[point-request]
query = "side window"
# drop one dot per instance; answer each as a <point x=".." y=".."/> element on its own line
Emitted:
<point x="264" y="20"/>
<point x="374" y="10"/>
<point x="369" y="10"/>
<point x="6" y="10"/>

§

◆ **The problem**
In the records above, find the line containing "# drop one dot" and print it and every later line exactly, through the last one.

◆ **Answer below**
# drop one dot per instance; answer each as a <point x=".." y=".."/> element on its own line
Emitted:
<point x="264" y="20"/>
<point x="374" y="10"/>
<point x="369" y="10"/>
<point x="6" y="10"/>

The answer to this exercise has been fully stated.